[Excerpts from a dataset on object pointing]
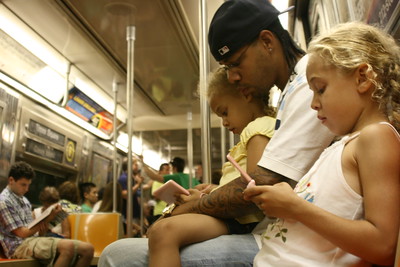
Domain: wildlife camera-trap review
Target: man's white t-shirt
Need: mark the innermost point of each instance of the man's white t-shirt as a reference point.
(299, 136)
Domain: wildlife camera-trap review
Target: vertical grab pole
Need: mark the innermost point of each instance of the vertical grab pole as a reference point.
(204, 108)
(190, 146)
(223, 144)
(115, 91)
(130, 86)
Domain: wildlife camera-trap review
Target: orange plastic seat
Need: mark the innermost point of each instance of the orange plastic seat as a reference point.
(99, 229)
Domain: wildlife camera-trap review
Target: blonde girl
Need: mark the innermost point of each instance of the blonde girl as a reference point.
(345, 210)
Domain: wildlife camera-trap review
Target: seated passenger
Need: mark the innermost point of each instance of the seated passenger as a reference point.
(244, 115)
(89, 196)
(49, 196)
(19, 241)
(345, 211)
(69, 195)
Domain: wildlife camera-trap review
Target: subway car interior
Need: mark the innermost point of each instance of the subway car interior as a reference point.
(86, 83)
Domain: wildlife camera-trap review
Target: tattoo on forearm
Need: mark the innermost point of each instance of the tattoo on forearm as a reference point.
(227, 201)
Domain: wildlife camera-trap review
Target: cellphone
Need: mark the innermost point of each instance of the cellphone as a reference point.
(242, 172)
(167, 191)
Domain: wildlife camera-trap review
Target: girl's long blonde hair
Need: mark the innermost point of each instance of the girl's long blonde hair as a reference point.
(348, 45)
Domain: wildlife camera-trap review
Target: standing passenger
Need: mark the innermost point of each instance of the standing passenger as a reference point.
(160, 204)
(69, 195)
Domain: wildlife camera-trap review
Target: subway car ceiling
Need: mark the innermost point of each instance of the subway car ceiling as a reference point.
(84, 43)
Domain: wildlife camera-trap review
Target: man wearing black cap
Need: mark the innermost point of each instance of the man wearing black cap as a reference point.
(247, 37)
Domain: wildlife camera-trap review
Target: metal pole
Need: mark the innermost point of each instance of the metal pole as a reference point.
(190, 146)
(223, 145)
(231, 139)
(115, 131)
(130, 37)
(141, 191)
(204, 108)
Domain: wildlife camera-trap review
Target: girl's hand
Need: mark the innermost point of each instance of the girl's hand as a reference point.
(277, 200)
(205, 188)
(182, 198)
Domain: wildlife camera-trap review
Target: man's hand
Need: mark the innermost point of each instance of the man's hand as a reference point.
(56, 209)
(227, 201)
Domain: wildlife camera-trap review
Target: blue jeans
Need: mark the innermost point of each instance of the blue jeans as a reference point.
(223, 251)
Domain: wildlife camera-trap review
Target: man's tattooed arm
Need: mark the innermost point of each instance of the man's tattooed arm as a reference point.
(227, 201)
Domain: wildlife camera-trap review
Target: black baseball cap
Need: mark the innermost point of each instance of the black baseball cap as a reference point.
(177, 161)
(238, 22)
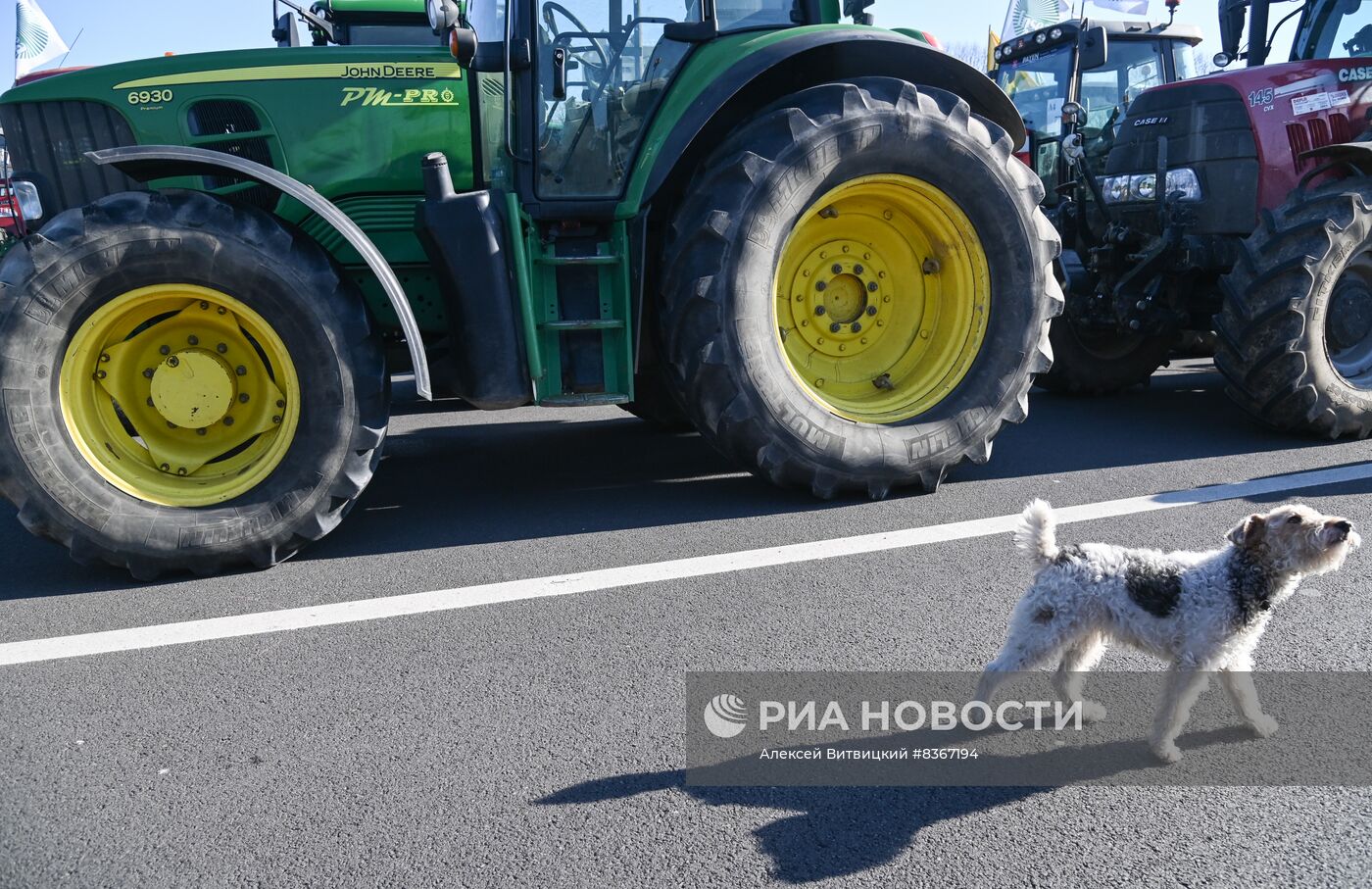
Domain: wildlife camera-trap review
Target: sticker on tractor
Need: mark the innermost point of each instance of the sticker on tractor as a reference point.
(1306, 105)
(372, 96)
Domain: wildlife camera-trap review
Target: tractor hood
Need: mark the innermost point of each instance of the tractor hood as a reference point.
(343, 120)
(1245, 130)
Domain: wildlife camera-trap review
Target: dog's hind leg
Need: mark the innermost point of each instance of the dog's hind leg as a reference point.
(1238, 685)
(1021, 652)
(1183, 686)
(1077, 660)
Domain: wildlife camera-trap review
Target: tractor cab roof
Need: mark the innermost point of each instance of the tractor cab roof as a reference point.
(372, 7)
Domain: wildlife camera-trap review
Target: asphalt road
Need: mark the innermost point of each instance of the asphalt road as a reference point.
(539, 742)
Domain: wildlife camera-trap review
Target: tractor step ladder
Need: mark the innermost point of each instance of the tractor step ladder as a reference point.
(551, 335)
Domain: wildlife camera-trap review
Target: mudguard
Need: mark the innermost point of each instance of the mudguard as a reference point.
(151, 162)
(823, 57)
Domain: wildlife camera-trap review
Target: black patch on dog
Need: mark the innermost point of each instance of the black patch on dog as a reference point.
(1155, 590)
(1251, 584)
(1069, 555)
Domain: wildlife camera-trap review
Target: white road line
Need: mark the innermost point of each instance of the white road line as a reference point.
(612, 577)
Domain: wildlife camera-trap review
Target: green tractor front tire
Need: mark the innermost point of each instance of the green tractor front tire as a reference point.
(1296, 329)
(858, 292)
(187, 386)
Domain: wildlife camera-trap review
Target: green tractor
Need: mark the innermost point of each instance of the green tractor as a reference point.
(806, 236)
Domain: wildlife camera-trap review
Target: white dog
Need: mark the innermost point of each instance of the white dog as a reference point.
(1198, 611)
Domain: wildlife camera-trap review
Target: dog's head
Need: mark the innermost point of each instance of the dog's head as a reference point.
(1297, 538)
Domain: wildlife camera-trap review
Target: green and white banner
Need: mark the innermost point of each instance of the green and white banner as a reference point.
(1026, 16)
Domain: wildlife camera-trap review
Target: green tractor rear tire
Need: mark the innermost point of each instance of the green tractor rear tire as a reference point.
(1296, 329)
(858, 294)
(189, 386)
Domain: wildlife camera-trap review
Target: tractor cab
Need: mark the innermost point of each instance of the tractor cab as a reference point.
(354, 24)
(589, 74)
(1102, 66)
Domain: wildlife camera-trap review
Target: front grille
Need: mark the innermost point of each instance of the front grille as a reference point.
(47, 144)
(1316, 133)
(1209, 130)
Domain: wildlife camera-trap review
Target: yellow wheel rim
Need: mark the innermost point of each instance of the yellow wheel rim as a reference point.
(180, 395)
(882, 298)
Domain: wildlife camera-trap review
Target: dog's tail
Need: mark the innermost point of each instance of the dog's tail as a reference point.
(1036, 532)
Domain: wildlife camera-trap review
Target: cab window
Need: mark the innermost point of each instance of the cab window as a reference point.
(594, 103)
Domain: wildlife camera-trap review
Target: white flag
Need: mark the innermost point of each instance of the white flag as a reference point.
(1026, 16)
(36, 41)
(1128, 7)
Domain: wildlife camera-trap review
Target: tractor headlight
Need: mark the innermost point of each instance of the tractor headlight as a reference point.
(1183, 182)
(1115, 188)
(443, 16)
(26, 194)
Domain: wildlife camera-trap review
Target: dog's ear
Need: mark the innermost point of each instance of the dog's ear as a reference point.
(1249, 531)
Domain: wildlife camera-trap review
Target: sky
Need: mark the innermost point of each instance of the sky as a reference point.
(134, 29)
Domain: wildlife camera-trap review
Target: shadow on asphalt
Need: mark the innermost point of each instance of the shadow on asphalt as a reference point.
(839, 831)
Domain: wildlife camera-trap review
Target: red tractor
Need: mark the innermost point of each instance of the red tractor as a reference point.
(1242, 203)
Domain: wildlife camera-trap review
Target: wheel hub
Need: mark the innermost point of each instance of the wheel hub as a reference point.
(192, 390)
(882, 298)
(840, 299)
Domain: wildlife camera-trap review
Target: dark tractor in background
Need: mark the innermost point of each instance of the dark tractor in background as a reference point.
(1102, 68)
(1242, 202)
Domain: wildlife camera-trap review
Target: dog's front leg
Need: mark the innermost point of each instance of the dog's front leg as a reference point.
(1238, 685)
(1183, 686)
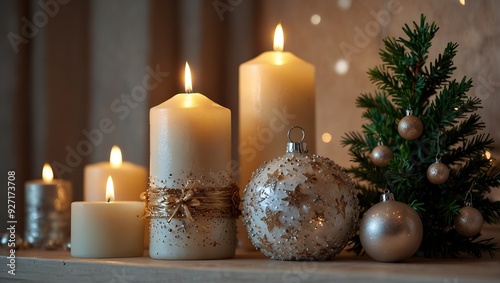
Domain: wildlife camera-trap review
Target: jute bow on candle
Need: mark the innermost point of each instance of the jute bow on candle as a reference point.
(185, 200)
(192, 200)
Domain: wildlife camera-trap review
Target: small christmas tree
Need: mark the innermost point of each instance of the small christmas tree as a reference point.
(449, 136)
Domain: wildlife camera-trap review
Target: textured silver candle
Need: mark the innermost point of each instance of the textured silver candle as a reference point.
(48, 213)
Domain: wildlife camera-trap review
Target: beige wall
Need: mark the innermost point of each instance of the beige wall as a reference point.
(475, 26)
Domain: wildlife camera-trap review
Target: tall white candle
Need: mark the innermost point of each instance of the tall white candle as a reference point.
(107, 228)
(190, 140)
(276, 92)
(131, 178)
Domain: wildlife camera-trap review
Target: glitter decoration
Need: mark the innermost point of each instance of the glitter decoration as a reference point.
(194, 220)
(308, 211)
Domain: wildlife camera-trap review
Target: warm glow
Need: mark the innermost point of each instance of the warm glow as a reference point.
(115, 157)
(279, 40)
(47, 174)
(110, 190)
(326, 137)
(188, 84)
(341, 66)
(487, 154)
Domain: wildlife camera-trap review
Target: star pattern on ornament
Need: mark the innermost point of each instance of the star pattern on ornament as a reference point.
(290, 234)
(316, 165)
(319, 217)
(265, 244)
(341, 204)
(273, 179)
(295, 197)
(311, 178)
(272, 219)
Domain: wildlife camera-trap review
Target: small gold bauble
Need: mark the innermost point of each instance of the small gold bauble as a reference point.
(469, 222)
(438, 173)
(390, 231)
(410, 127)
(381, 155)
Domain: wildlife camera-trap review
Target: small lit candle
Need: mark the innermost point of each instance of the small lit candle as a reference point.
(47, 204)
(190, 141)
(129, 177)
(107, 228)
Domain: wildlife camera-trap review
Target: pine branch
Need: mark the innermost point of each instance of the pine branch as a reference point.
(403, 80)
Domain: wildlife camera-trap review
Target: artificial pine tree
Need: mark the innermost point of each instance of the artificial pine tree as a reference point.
(451, 135)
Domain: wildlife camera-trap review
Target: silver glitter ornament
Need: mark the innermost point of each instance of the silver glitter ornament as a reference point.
(300, 206)
(390, 231)
(410, 127)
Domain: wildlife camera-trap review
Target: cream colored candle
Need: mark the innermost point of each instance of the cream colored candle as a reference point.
(276, 92)
(131, 178)
(107, 228)
(190, 140)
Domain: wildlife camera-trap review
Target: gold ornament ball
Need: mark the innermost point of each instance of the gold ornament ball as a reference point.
(390, 231)
(300, 207)
(410, 127)
(381, 155)
(438, 173)
(469, 222)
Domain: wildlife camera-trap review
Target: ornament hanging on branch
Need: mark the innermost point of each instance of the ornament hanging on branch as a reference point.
(410, 127)
(390, 231)
(381, 155)
(437, 172)
(300, 206)
(469, 220)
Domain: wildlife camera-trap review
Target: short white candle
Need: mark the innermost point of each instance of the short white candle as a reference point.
(107, 228)
(132, 179)
(191, 140)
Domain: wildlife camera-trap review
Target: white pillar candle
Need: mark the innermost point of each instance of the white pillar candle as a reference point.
(131, 178)
(47, 204)
(107, 228)
(190, 140)
(276, 92)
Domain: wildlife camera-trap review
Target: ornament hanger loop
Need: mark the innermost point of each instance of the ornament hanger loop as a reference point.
(296, 127)
(468, 195)
(438, 150)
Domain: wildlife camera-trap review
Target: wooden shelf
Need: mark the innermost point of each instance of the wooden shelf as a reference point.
(59, 266)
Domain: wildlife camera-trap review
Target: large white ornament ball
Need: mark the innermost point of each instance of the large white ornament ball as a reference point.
(390, 231)
(300, 207)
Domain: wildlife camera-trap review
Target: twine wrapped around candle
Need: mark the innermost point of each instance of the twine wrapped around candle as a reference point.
(192, 200)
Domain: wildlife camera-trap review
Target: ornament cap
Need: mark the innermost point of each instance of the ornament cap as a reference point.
(294, 146)
(387, 196)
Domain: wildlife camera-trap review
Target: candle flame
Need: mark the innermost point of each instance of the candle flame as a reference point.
(487, 154)
(279, 39)
(110, 190)
(47, 174)
(115, 157)
(188, 84)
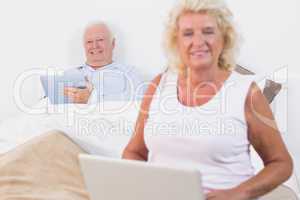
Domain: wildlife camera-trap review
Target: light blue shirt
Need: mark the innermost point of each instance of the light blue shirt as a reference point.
(113, 82)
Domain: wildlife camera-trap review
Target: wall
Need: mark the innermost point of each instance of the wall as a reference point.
(39, 34)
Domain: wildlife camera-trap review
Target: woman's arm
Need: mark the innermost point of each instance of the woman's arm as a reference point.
(136, 148)
(265, 138)
(263, 134)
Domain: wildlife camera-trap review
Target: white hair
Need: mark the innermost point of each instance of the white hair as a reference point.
(99, 23)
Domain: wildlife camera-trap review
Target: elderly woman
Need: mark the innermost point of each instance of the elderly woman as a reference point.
(205, 115)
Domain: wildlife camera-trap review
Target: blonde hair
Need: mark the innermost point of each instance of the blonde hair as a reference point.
(215, 8)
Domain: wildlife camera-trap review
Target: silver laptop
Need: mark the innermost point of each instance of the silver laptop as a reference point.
(115, 179)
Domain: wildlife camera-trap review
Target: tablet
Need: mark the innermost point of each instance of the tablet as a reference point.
(53, 85)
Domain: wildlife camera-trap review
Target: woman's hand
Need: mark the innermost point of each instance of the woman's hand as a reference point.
(231, 194)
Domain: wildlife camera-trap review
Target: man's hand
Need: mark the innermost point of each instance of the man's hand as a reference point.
(79, 95)
(231, 194)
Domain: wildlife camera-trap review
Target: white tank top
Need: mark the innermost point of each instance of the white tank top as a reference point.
(211, 137)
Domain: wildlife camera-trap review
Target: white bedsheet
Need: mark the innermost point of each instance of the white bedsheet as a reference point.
(102, 129)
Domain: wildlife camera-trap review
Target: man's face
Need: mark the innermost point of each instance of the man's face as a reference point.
(98, 46)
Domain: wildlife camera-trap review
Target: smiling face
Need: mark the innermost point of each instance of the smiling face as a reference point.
(98, 46)
(199, 40)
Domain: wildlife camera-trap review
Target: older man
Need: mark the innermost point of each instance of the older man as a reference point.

TASK
Tally how many lines of the data above contain the string "warm". The match is case-sensitive. Reply with the count alone.

THE SOLUTION
2